## [Do this]
Transcribe the game reviews below word for word, from "Producer: CCS, 48K" up to and including "skill levels. BASIC.".

══ Source extract

Producer: CCS, 48K £6.00 (1)
Author: P Boulton
The object of this amusing game is to become top dog of Spectral City. You’re gang leader up against 4 other rival gangs trying to own the city through operating speakeasies, distilleries, casinos and brothels. This can be done by buying up various joints, raiding those of your rivals, bribing the appropriate authorities, assassinating your rival gang leaders and generally carrying on like an utter rotter. The success of your gang will rely heavily on their numbers, equipment and morale, all of which must be carefully regulated. The game follows the traditional strategy formula of option menus and results. The Moral Majority are unlikely to approve! Good value. Overall CRASH rating 59%. Offers 9 skill levels. BASIC.

GREAT BRITAIN LTD
Producer: Simon Hessel, 48K £6.95
You are Prime Minister of Great Britain and your aim is to stay in power as long as you can. Having chosen which party you wish to represent you are presented with the state of the nation, the rate of inflation, unemployment rate, exchange rate for the pound and dollar, your popularity rating, nation’s balance at the bank and so on. Factors taken into account are population figures and relationship of OAPs to children, number of companies in business, tax income from various sources, expenditure for the previous year, and the prices of commodities. The general aim is to work towards the General Election and win it. A highly complex program which takes you to the thrills of Election Night — and beyond (if you’re a success). Recommended.

GENERAL ELECTION
Producer: Bug-Byte, 48K £6.95
Author: I Wason and O Wolff
The object is to win more seats in parliament than your opposition (it’s a realistic simulation anyway). There are 100 constituencies split up into five regions. In each region seats are graded as Very Safe, Safe, Marginal or Very Marginal. From the title card of Maggie shouting the game’s title, it’s all go. Unfortunately so much of the game is a dice-throwing board game and it’s beset by piles of confusing instructions as complex as an explanation of Einstein’s relativity laws. In the end, rather boring to play.

════
══ Provided material

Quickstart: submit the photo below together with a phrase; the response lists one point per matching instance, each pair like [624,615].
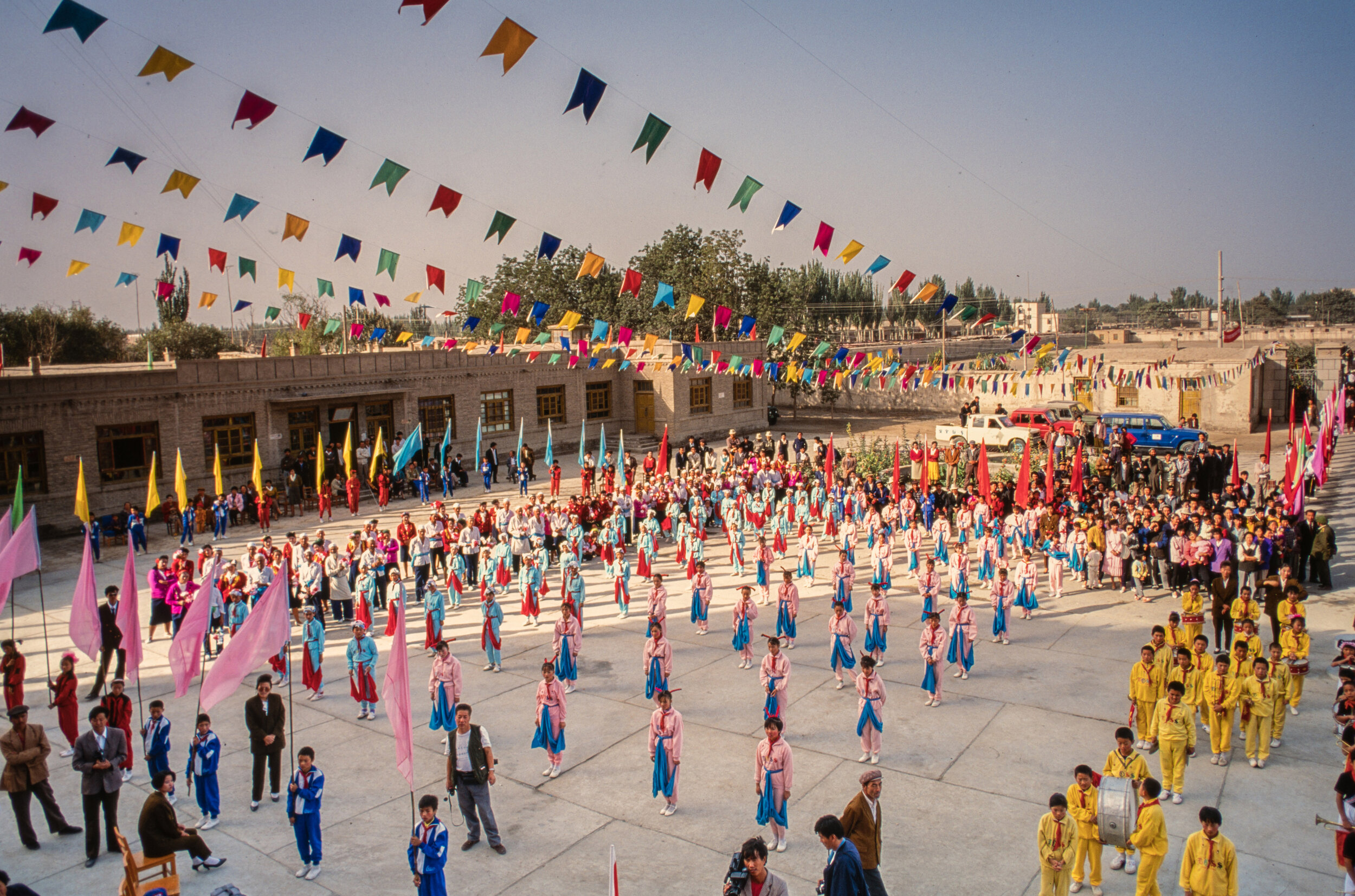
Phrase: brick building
[115,416]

════

## [Exercise solution]
Producer: CCS, 48K £6.00 (1)
Author: P Boulton
The object of this amusing game is to become top dog of Spectral City. You’re gang leader up against 4 other rival gangs trying to own the city through operating speakeasies, distilleries, casinos and brothels. This can be done by buying up various joints, raiding those of your rivals, bribing the appropriate authorities, assassinating your rival gang leaders and generally carrying on like an utter rotter. The success of your gang will rely heavily on their numbers, equipment and morale, all of which must be carefully regulated. The game follows the traditional strategy formula of option menus and results. The Moral Majority are unlikely to approve! Good value. Overall CRASH rating 59%. Offers 9 skill levels. BASIC.